- [SOURCE TEXT]:
Electric Energy#
Work#
As usual, to speak of the amount of energy an object has you must define what work is. For the electric force work is simple in terms of the electric potential for a single charge being sent from \(\boldsymbol r' = \infty\) to \(\boldsymbol r' = \boldsymbol r\),
\[\begin{split}
W(\boldsymbol{r}) = \int_\infty^\boldsymbol{r} q\boldsymbol E \cdot \ \mathrm d \boldsymbol r'\\
\boxed{W(\boldsymbol{r}) = qV(\boldsymbol{r})}
\end{split}\]
Where we set the origin \(V(\infty) = 0\)
For a continuous collection of charges one can see that as you add each charge to the collection, the following charge must overcome the potential of all previous charges. This is quite an iterative process which looks like,
\[\begin{split}
W = \frac{1}{4\pi\epsilon_0} \sum_{i}^n\sum_{j > i}^n{\frac{q_iq_j}{|\boldsymbol r_i| - |\boldsymbol r_j|}} = \frac{1}{2}\frac{1}{4\pi\epsilon_0} \sum_{i}^n\sum_{j \ne i}^n{\frac{q_iq_j}{|\boldsymbol r_i| - |\boldsymbol r_j|}}\\
W = \frac{1}{2}\sum_{i}^{n}{q_iV(\boldsymbol{r}_i)}
\end{split}\]
We can easily convert this to continuous form
\[
\boxed{W = \frac{1}{2}\int{V(\boldsymbol{r})\ \mathrm dq}}
\]
In terms of the electric field,
\[
\boxed{W = \frac{\epsilon_0}{2}\int\limits_\mathrm{all}{|\boldsymbol{E}|^2\ \mathrm d\mathcal{V}}}
\]

- [OBJECTIVE]: In the text on electric energy, what must each added charge overcome when building up a collection of charges? The lines after this come from a separate source.

- [DATASET CONTENT]:
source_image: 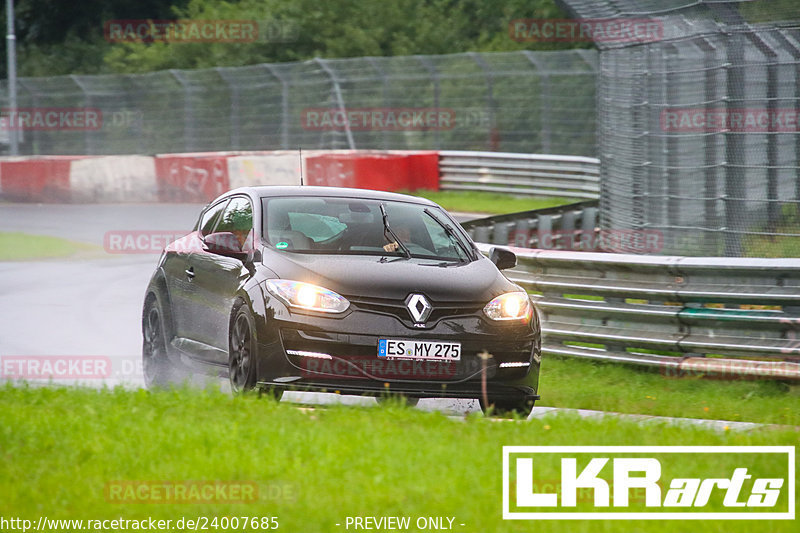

- [CORRECT OUTPUT]: It must overcome the potential of all the previous charges.